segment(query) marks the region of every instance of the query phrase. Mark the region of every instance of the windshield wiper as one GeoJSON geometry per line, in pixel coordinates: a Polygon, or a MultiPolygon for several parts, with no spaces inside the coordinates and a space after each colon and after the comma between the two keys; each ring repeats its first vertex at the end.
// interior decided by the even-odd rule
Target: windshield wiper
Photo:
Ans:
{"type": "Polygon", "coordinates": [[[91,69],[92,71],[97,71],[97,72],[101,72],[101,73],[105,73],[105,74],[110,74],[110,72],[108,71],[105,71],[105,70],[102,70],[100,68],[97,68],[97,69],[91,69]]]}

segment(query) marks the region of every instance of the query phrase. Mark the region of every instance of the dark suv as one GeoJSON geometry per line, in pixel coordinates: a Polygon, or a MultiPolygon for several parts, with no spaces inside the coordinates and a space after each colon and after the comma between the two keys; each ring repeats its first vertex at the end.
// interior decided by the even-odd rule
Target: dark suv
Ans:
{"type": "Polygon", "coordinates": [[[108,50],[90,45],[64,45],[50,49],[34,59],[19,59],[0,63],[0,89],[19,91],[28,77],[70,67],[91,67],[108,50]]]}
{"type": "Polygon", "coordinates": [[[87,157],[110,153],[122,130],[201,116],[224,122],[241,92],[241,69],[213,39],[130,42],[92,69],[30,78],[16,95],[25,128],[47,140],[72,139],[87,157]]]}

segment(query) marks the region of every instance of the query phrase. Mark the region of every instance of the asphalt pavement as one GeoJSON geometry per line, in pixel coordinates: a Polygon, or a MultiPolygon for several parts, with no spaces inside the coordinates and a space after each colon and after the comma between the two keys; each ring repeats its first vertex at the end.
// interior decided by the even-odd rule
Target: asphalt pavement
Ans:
------------------------------
• Exercise description: Rewrite the entries as a numbered list, starting at the line that contains "of the dark" and continuing through the final line of the entries, and omit any blank lines.

• Response to the exercise:
1. segment(query) marks the region of every instance of the query phrase. Mark the region of every instance of the dark suv as one GeoJSON geometry per line, in pixel coordinates: a Polygon, or a MultiPolygon for several parts, with no spaces inside the coordinates and a space after each colon and after the comma between the two keys; each ring repeats its first vertex at the end.
2. // interior decided by the even-odd rule
3. Target: dark suv
4. Ans:
5. {"type": "Polygon", "coordinates": [[[108,50],[90,45],[64,45],[50,49],[34,59],[19,59],[0,63],[0,89],[19,91],[28,77],[70,67],[91,67],[108,50]]]}
6. {"type": "Polygon", "coordinates": [[[87,157],[110,153],[122,130],[201,116],[224,122],[241,92],[241,69],[213,39],[130,42],[92,69],[30,78],[16,95],[25,128],[47,140],[72,139],[87,157]]]}
7. segment(query) marks the region of every instance of the query phrase. Mark the region of every instance of the asphalt pavement as one GeoJSON geometry per line, in pixel coordinates: a Polygon, or a MultiPolygon for several parts, with no spaces inside the coordinates and a space after each colon and after the comma between the two keys; each ring repeats its first vertex at the end.
8. // interior decided by the even-odd rule
9. Target: asphalt pavement
10. Ans:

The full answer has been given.